**Exercise brief**: Write out all entries word for word.

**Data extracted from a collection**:
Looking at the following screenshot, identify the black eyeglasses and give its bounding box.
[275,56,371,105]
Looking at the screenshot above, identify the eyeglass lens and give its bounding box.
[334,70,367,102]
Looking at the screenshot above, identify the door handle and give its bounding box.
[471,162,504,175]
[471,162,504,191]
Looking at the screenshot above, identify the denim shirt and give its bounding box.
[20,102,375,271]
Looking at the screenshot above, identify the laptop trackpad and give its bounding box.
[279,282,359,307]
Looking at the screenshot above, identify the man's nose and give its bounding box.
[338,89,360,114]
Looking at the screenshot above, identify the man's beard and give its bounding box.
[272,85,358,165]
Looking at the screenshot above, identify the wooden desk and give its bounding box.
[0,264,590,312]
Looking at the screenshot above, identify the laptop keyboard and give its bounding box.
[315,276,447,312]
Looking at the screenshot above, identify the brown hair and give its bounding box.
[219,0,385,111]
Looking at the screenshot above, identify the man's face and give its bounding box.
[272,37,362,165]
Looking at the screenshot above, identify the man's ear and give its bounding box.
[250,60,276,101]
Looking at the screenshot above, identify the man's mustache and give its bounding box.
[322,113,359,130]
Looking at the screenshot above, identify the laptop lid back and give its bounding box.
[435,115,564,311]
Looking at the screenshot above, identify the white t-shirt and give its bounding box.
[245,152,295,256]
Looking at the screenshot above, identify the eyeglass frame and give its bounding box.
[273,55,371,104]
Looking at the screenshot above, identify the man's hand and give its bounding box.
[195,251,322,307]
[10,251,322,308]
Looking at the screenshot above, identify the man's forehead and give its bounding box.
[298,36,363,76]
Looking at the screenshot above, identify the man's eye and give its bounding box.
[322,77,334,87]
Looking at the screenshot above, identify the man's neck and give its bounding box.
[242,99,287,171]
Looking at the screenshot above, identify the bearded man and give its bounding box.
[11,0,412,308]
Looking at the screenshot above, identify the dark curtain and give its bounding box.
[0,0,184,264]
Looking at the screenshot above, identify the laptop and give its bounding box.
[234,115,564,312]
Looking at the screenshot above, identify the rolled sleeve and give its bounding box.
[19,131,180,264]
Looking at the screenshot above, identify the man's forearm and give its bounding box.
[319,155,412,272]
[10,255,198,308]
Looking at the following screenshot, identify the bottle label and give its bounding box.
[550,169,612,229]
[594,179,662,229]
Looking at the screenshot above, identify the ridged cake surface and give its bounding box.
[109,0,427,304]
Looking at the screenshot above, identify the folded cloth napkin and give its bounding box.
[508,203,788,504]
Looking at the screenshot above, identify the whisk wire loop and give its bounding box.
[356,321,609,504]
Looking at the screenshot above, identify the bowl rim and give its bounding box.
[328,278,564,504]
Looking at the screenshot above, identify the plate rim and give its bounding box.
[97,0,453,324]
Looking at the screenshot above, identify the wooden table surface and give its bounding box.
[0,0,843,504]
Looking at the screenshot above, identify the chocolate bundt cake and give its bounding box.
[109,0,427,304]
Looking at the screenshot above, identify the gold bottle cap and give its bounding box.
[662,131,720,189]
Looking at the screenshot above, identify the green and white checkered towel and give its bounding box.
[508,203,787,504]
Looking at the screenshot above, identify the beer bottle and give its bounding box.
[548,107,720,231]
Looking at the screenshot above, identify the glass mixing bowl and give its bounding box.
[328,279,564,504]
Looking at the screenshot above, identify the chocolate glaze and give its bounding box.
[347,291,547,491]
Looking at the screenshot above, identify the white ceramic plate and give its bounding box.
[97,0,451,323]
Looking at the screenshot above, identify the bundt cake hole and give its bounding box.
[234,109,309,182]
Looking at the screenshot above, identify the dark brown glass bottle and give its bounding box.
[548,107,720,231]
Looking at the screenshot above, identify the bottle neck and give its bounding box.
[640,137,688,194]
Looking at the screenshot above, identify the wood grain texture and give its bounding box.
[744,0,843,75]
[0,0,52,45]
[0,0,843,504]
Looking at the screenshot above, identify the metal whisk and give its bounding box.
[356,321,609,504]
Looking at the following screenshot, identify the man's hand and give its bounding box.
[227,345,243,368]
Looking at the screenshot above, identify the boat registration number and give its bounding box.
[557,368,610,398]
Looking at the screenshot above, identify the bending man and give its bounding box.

**Task solution**:
Looking at the following screenshot, identify the black eyeglasses and give its bounding box.
[275,56,371,105]
Looking at the screenshot above, identify the eyeglass lens and give its bounding box.
[334,70,367,102]
Looking at the screenshot above, identify the door handle and give its bounding box.
[471,162,504,175]
[471,162,504,191]
Looking at the screenshot above, identify the denim shirt and give its bounding box.
[20,102,375,271]
Looking at the screenshot above, identify the laptop trackpad and give its bounding box.
[279,282,359,307]
Looking at the screenshot above, identify the man's nose and give its bounding box.
[338,89,360,114]
Looking at the screenshot above, identify the man's beard and give its bounding box.
[272,85,358,165]
Looking at the screenshot above, identify the wooden desk and give its bounding box.
[0,264,590,312]
Looking at the screenshot above, identify the laptop keyboard and give its bounding box.
[315,276,447,312]
Looking at the screenshot above, identify the brown hair and give its bounding box.
[219,0,385,111]
Looking at the screenshot above, identify the man's face and give its bounding box.
[272,37,362,165]
Looking at the screenshot above, identify the man's ear and give its bounding box.
[250,60,276,101]
Looking at the screenshot above, identify the man's mustache and give its bounding box.
[322,113,359,130]
Looking at the screenshot above, identify the laptop lid back and give its bounding box.
[435,115,564,311]
Looking at the screenshot above, identify the white t-shirt and give its bounding box.
[245,152,295,256]
Looking at the screenshot above, identify the eyeglass frame and give its bounding box.
[273,55,371,104]
Looking at the screenshot above, identify the man's hand and give its bounding box.
[195,251,322,307]
[10,251,322,308]
Looking at the screenshot above, identify the man's forehead and give its bounding box.
[298,36,363,76]
Looking at the screenshot above, identify the man's eye and give its bounding box.
[322,77,334,87]
Looking at the screenshot above, identify the man's neck and give its bounding box.
[242,99,287,171]
Looking at the screenshot above, identify the bearded man and give its bounding box.
[11,0,412,308]
Looking at the screenshot above, identify the dark curtain and give its bounding box.
[0,0,184,264]
Looking at the screenshot above, identify the laptop and give its bounding box.
[234,115,564,312]
Looking at the screenshot above, identify the rolled sleeve and give its bounding box.
[19,131,180,264]
Looking at the screenshot above, identify the man's forearm and give its bounding box.
[319,155,412,272]
[10,255,198,308]
Looking at the following screenshot, identify the bottle label and give its bounding box.
[550,169,612,229]
[594,179,662,229]
Looking at the screenshot above, identify the ridged cake surface and give its bounding box.
[109,0,427,304]
Looking at the screenshot above, identify the folded cloth napkin and give its bounding box.
[508,203,788,504]
Looking at the screenshot above, identify the whisk wire loop and give its bounding box.
[356,321,609,504]
Looking at the screenshot above, identify the bowl rim and give its bounding box.
[328,278,564,504]
Looking at the screenshot above, identify the plate rim and give its bounding box.
[97,0,453,324]
Looking at the screenshot above, identify the wooden table surface and give its bounding box.
[0,0,843,504]
Looking at the screenshot above, identify the chocolate bundt cake and give its bounding box.
[109,0,427,304]
Looking at the screenshot above, identify the gold bottle cap and give its bounding box.
[662,131,720,189]
Looking at the screenshot above, identify the green and white checkered towel and give its bounding box.
[508,203,787,504]
Looking at the screenshot above, identify the beer bottle and give its bounding box.
[548,107,720,231]
Looking at the screenshot above, identify the glass mixing bowl and give its bounding box.
[328,279,564,504]
Looking at the screenshot above, identify the chocolate glaze and give its bounding box.
[347,291,547,491]
Looking at the screenshot above, identify the white ceramic plate and give its bounding box.
[97,0,451,323]
Looking at the screenshot above, identify the bundt cake hole and give its bounding box.
[234,109,309,182]
Looking at the screenshot above, identify the dark brown glass bottle and give its bounding box.
[548,107,720,231]
Looking at the screenshot above, identify the bottle neck and give its bounding box.
[640,137,688,194]
Looking at the screenshot above, identify the wood grain texture and give its bounding box.
[744,0,843,75]
[0,0,52,45]
[0,0,843,504]
Looking at the screenshot above, identify the metal whisk and give its bounding box.
[356,321,609,504]
Looking at the following screenshot, identify the man's hand and give its bounding box.
[227,345,243,368]
Looking at the screenshot above, identify the boat registration number and give its bounding box.
[557,368,610,398]
Looking at the screenshot above, identify the bending man and give its bounding box.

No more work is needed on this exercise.